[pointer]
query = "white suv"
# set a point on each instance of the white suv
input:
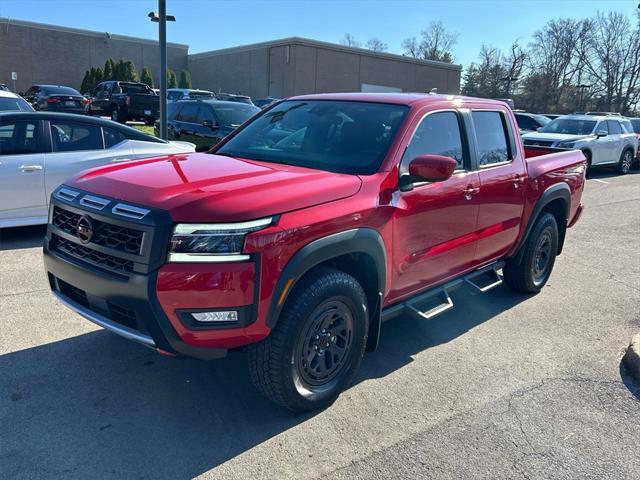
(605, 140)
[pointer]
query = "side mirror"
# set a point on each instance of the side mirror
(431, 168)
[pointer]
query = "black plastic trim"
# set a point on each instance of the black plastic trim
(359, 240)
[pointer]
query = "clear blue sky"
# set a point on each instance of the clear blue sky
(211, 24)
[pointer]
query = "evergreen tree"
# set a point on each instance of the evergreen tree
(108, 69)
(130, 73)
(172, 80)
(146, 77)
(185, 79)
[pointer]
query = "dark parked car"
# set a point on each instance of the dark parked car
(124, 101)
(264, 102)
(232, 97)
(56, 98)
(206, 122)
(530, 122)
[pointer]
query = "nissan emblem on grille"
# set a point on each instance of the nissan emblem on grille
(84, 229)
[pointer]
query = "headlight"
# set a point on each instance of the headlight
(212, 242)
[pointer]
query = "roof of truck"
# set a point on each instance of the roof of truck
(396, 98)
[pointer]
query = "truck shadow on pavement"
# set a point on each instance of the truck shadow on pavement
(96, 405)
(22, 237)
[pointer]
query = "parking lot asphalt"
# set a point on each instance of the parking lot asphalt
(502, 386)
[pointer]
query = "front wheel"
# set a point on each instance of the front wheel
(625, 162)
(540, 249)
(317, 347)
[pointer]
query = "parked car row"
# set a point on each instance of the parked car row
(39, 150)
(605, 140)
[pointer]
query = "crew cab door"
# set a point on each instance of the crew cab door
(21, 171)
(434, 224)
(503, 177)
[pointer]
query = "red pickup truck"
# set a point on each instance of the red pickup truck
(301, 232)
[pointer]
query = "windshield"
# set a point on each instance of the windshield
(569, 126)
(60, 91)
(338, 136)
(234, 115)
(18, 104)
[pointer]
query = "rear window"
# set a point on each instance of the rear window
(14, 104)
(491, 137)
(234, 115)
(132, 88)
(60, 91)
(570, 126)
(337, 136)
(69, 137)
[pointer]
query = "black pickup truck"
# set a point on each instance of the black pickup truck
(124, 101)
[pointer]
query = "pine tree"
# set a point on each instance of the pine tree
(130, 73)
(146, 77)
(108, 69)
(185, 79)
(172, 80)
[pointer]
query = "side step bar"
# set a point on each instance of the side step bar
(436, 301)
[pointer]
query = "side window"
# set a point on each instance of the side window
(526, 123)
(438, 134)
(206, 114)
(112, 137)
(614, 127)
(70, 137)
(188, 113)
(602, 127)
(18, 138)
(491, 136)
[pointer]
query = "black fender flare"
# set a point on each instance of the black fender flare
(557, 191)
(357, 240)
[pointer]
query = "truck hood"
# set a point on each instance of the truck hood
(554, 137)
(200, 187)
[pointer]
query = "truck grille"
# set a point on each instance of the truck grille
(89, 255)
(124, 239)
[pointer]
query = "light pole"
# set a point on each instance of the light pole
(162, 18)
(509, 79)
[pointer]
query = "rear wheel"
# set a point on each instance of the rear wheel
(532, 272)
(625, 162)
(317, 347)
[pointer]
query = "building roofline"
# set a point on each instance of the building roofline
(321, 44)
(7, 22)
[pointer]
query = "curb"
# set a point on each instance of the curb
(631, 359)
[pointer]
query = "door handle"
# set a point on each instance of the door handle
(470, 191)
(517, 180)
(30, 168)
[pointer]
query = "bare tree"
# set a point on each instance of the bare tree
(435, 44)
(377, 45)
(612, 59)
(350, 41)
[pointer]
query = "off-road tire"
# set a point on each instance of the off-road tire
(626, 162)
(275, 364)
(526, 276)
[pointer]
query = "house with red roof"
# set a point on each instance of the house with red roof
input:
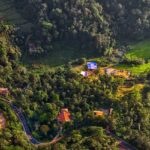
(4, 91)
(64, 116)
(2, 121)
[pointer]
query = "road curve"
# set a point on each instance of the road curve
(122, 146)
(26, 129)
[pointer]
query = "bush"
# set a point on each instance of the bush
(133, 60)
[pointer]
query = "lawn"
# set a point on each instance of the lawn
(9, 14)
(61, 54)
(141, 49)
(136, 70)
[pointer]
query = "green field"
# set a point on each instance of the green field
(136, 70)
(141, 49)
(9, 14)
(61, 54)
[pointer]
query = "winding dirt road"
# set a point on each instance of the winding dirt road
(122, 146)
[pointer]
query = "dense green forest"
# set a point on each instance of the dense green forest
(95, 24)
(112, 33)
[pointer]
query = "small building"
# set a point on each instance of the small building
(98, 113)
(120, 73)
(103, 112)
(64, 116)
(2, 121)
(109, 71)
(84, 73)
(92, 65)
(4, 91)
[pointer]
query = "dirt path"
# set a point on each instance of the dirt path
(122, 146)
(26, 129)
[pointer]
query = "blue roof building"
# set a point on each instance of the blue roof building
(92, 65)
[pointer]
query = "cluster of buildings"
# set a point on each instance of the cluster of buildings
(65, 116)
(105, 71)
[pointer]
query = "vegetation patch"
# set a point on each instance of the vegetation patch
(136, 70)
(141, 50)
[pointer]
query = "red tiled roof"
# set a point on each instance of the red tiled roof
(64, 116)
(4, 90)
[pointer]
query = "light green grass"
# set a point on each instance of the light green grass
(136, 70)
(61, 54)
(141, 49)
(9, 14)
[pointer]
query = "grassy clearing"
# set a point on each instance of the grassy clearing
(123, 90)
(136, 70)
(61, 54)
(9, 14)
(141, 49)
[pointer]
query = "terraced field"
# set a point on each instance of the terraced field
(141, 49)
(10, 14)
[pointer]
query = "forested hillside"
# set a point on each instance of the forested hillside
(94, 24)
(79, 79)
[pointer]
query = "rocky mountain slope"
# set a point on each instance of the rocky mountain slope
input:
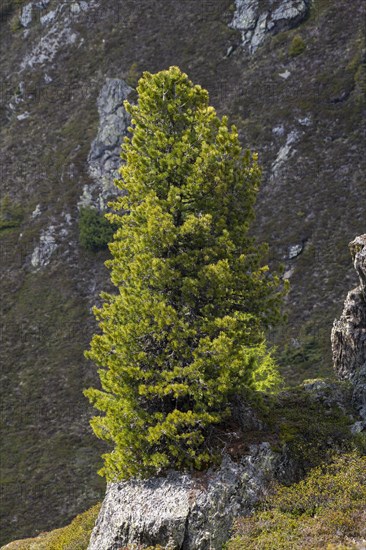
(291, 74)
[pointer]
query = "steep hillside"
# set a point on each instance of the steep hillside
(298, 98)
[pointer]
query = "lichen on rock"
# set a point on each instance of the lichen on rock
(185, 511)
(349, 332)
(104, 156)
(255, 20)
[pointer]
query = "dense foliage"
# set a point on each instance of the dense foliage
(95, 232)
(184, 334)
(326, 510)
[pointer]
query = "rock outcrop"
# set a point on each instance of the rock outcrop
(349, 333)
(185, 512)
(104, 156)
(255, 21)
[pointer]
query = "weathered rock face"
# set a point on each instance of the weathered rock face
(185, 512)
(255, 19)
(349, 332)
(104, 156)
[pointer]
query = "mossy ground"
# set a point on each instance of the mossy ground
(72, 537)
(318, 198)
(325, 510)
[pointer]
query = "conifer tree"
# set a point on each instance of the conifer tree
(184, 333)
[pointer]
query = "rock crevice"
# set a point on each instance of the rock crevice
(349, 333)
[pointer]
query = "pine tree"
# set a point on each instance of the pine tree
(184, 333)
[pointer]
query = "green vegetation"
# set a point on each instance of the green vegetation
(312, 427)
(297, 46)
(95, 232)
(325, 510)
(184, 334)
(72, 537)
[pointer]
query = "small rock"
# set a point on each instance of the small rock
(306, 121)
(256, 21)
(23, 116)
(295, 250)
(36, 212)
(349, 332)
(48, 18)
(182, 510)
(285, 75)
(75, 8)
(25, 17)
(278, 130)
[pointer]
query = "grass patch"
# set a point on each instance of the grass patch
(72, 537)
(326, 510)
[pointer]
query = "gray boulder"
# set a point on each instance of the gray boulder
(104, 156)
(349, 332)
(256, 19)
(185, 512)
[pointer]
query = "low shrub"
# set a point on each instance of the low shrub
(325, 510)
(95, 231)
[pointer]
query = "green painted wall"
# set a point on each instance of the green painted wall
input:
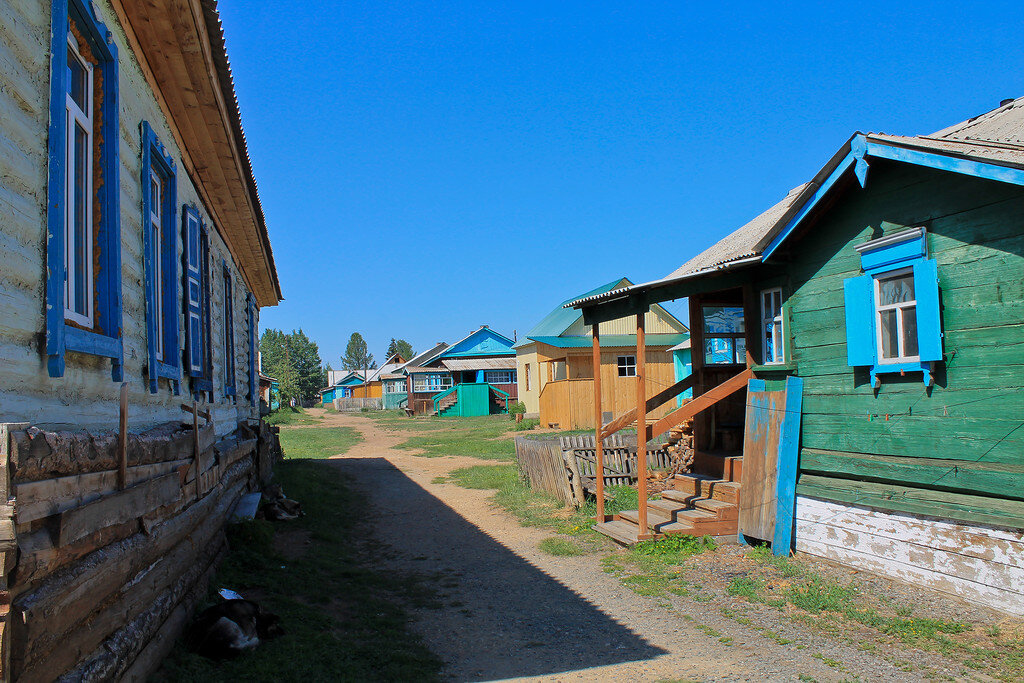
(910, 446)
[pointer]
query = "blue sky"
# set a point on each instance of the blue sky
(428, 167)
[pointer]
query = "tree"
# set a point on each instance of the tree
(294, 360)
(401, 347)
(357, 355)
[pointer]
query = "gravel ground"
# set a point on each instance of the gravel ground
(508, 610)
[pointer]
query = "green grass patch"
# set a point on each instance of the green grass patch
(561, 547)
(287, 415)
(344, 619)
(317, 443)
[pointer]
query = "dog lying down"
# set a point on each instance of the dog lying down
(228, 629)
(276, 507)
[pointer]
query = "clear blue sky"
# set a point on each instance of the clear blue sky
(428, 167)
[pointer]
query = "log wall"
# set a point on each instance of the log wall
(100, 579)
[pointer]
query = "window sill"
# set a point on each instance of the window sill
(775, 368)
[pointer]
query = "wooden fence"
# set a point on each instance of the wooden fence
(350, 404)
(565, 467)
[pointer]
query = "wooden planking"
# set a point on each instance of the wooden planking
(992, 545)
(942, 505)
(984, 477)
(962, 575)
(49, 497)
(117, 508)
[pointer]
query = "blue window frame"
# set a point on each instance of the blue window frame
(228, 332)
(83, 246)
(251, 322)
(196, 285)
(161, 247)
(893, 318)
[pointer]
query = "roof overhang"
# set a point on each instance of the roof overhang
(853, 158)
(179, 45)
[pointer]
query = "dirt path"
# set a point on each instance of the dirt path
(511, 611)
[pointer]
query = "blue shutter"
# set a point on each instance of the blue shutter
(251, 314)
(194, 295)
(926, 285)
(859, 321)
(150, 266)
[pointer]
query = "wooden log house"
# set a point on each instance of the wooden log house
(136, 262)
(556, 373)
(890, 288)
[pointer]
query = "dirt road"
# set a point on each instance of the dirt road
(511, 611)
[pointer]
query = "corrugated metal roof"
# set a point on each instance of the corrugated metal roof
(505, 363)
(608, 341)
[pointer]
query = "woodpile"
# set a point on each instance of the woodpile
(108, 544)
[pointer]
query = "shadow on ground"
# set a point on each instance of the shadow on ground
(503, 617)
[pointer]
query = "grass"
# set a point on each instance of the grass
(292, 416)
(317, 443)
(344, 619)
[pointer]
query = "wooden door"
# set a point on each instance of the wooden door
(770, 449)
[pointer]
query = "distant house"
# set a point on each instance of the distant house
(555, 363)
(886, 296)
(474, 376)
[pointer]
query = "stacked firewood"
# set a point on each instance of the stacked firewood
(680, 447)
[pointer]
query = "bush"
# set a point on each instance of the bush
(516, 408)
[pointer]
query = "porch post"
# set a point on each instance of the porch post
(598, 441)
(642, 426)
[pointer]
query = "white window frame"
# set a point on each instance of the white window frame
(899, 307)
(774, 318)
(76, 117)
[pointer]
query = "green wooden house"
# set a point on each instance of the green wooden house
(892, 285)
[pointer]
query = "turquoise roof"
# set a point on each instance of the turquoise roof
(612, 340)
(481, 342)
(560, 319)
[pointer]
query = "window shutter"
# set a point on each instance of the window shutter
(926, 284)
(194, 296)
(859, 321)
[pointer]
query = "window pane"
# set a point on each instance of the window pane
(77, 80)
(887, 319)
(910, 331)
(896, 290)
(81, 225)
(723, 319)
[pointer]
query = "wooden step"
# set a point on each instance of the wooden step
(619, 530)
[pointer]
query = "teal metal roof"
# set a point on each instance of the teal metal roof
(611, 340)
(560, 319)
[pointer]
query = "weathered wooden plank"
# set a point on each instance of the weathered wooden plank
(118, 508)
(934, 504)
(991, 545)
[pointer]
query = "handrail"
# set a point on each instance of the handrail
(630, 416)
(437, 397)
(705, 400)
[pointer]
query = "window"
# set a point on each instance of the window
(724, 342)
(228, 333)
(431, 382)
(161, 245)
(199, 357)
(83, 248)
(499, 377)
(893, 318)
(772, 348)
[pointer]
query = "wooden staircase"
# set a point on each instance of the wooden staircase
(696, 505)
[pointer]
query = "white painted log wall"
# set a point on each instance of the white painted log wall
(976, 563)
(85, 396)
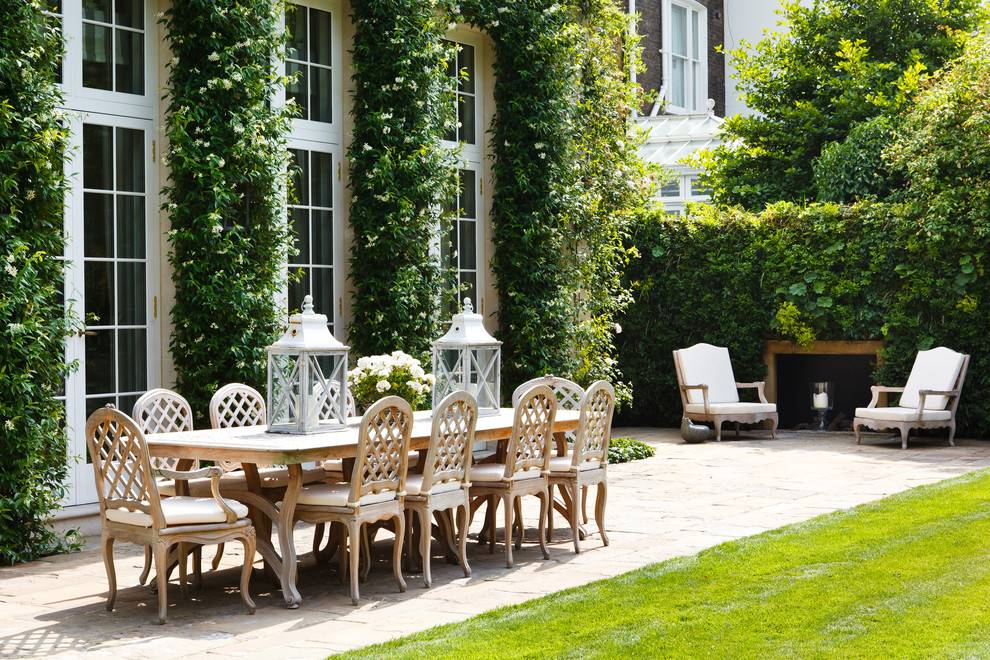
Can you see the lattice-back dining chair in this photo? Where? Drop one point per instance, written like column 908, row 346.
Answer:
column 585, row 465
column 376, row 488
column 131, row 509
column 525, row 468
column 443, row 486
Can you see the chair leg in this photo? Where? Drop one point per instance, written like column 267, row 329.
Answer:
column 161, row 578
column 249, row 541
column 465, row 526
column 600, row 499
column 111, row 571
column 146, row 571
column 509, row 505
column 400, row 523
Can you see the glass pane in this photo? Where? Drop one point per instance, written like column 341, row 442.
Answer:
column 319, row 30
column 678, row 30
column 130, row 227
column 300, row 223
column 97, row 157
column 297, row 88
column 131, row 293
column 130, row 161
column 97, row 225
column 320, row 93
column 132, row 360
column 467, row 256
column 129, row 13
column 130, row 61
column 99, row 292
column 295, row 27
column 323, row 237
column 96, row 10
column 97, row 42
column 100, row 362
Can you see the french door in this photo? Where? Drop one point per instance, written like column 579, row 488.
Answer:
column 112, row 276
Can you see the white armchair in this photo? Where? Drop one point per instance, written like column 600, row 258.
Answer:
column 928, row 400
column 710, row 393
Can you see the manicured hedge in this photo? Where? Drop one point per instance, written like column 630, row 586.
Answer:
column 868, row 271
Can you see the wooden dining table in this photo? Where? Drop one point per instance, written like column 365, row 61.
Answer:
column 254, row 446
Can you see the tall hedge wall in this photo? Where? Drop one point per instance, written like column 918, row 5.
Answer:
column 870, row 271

· · · ·

▶ DIRECTION: Take the lines above from the one holding "Can you see the lattice-back" to the last and output them exactly.

▶ FULL OUTPUT:
Can you see the lattice-back dining chair in this photo? Where? Drop one point per instance, written like column 908, row 346.
Answer:
column 585, row 465
column 376, row 488
column 131, row 509
column 525, row 468
column 443, row 486
Can you see the chair leg in this photo? Where? Drop one point per instance, written like column 267, row 329.
Answer:
column 161, row 578
column 249, row 541
column 465, row 526
column 600, row 499
column 111, row 571
column 146, row 571
column 509, row 505
column 400, row 523
Can you see the glass pane in this photo? Where? Drop one point per instance, written like column 341, row 442.
Answer:
column 319, row 30
column 678, row 30
column 130, row 227
column 300, row 223
column 97, row 157
column 297, row 88
column 131, row 293
column 130, row 161
column 97, row 225
column 320, row 93
column 132, row 360
column 467, row 256
column 129, row 13
column 130, row 61
column 99, row 292
column 295, row 27
column 323, row 237
column 96, row 10
column 97, row 42
column 100, row 362
Can you see the french door in this photo? Where? Drop one point per instance, written like column 579, row 488.
Answer:
column 112, row 276
Can you see the white armchair in this photo? Where? Drop one point per instance, written like column 600, row 258.
Answer:
column 928, row 400
column 710, row 393
Can you see the manicured hedge in this photo? Where? Drop one point per instance, written like column 630, row 586.
Answer:
column 868, row 271
Can you see the wooden dining table in this photo? Where? Drop one point per instance, written like column 365, row 61.
Answer:
column 254, row 446
Can you see the tall hedge wall in this photo? Where? Drop one point per instance, written like column 918, row 5.
Answer:
column 870, row 271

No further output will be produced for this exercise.